Retype the material below verbatim, line by line, omitting the pictures.

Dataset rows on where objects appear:

--- BEGIN ---

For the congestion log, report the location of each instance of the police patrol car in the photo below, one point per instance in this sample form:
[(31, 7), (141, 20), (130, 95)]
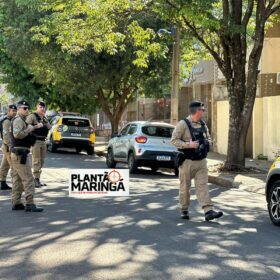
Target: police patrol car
[(272, 191), (71, 130)]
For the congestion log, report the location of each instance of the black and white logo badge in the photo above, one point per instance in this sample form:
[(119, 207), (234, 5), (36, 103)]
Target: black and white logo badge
[(87, 183)]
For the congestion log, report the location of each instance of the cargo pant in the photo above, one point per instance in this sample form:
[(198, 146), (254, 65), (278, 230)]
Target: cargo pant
[(38, 157), (197, 170), (22, 180), (5, 163)]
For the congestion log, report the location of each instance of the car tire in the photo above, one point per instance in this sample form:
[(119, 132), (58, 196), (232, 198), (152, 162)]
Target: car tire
[(154, 169), (52, 146), (90, 151), (132, 163), (274, 203), (110, 162)]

--- END ---

| TASK ANSWER |
For the congestion log, report the location of each instance of the police patrol car in the photo below, one point per instance in this sample form:
[(31, 7), (141, 20), (130, 95)]
Target: police patrol car
[(272, 191), (71, 130)]
For the congestion log, report the location of each instance of the black and white logo badge in the photo above, one point per instance in this sample form:
[(119, 207), (234, 5), (36, 103)]
Target: black and white logo badge
[(87, 183)]
For the congestion log, report the location of each instance of the cargo pant in the photo above, one point per instance in this sample form:
[(198, 146), (254, 65), (278, 230)]
Target: cargo pant
[(38, 157), (197, 170), (22, 180), (5, 163)]
For the congestion log, report the location of each instance of the car tire in the photo above, one point per instance in this sample form:
[(119, 132), (58, 196), (232, 198), (152, 162)]
Target: car tire
[(154, 169), (52, 146), (90, 151), (132, 163), (274, 203), (110, 162)]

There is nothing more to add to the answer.